WORK TO BE COMPLETED:
Copy out every entry, keeping each character the same.

DATA SHOWN:
◆ ◆ ◆ ◆ ◆ ◆ ◆

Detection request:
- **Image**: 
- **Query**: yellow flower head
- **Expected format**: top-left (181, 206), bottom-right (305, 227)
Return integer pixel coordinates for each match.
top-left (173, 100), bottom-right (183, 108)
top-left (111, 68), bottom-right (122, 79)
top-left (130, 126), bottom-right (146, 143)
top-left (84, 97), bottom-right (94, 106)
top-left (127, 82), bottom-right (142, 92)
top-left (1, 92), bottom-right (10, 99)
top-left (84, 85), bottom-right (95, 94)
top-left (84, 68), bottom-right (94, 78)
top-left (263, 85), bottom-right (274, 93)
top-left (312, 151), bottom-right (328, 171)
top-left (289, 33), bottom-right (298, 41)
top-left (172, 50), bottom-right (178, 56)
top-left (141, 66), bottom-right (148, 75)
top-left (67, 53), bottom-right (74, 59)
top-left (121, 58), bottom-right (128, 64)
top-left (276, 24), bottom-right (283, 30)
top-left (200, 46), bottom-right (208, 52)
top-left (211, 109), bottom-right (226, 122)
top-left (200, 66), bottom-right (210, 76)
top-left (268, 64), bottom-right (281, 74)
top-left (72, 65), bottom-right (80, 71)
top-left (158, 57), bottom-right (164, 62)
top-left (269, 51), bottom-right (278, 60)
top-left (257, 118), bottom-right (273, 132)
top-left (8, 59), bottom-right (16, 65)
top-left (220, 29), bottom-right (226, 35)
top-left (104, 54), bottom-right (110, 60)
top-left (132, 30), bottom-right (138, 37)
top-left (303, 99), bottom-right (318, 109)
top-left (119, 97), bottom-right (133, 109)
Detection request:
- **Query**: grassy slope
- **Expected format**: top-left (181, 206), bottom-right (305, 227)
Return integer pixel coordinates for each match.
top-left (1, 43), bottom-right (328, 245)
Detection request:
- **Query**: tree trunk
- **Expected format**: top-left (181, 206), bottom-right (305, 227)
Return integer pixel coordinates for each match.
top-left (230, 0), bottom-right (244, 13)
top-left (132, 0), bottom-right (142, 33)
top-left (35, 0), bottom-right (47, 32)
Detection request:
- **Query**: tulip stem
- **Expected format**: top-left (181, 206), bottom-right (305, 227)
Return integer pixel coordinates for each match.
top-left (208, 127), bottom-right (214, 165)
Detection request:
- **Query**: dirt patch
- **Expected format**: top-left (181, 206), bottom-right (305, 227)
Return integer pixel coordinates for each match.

◆ ◆ ◆ ◆ ◆ ◆ ◆

RESPONSE AREA:
Detection request:
- **Image**: 
- **Query**: yellow flower head
- **Expected format**: top-left (181, 206), bottom-right (305, 227)
Return integer pixel coordinates for each match.
top-left (173, 100), bottom-right (183, 108)
top-left (111, 68), bottom-right (122, 79)
top-left (130, 126), bottom-right (146, 143)
top-left (84, 97), bottom-right (94, 106)
top-left (127, 82), bottom-right (142, 92)
top-left (1, 92), bottom-right (10, 99)
top-left (84, 85), bottom-right (95, 94)
top-left (84, 68), bottom-right (94, 78)
top-left (263, 85), bottom-right (274, 93)
top-left (312, 151), bottom-right (328, 171)
top-left (289, 33), bottom-right (298, 41)
top-left (172, 50), bottom-right (178, 56)
top-left (141, 66), bottom-right (148, 75)
top-left (67, 53), bottom-right (74, 59)
top-left (121, 58), bottom-right (128, 64)
top-left (276, 24), bottom-right (283, 30)
top-left (200, 46), bottom-right (208, 52)
top-left (211, 109), bottom-right (226, 122)
top-left (200, 66), bottom-right (210, 76)
top-left (268, 64), bottom-right (281, 74)
top-left (72, 65), bottom-right (80, 71)
top-left (158, 57), bottom-right (164, 62)
top-left (269, 51), bottom-right (278, 60)
top-left (257, 118), bottom-right (273, 132)
top-left (8, 59), bottom-right (16, 65)
top-left (220, 29), bottom-right (226, 35)
top-left (104, 54), bottom-right (110, 60)
top-left (132, 30), bottom-right (138, 37)
top-left (303, 99), bottom-right (318, 109)
top-left (119, 97), bottom-right (133, 109)
Detection request:
- **Query**: grassy slope
- **Expected format**: top-left (181, 206), bottom-right (305, 227)
Return integer pixel coordinates for each match.
top-left (1, 43), bottom-right (328, 245)
Detection request:
- **Query**: tree trunk
- **Expected format**: top-left (181, 206), bottom-right (305, 227)
Return integer pixel coordinates for each match.
top-left (230, 0), bottom-right (244, 13)
top-left (132, 0), bottom-right (142, 33)
top-left (35, 0), bottom-right (47, 32)
Detection request:
- **Query**: tulip stem
- **Expected format**: top-left (181, 206), bottom-right (305, 227)
Return integer pixel coordinates for each match.
top-left (208, 127), bottom-right (214, 165)
Detection request:
- **Query**: dirt patch
- **Expected format**: top-left (181, 206), bottom-right (305, 227)
Return integer pixel coordinates for each match.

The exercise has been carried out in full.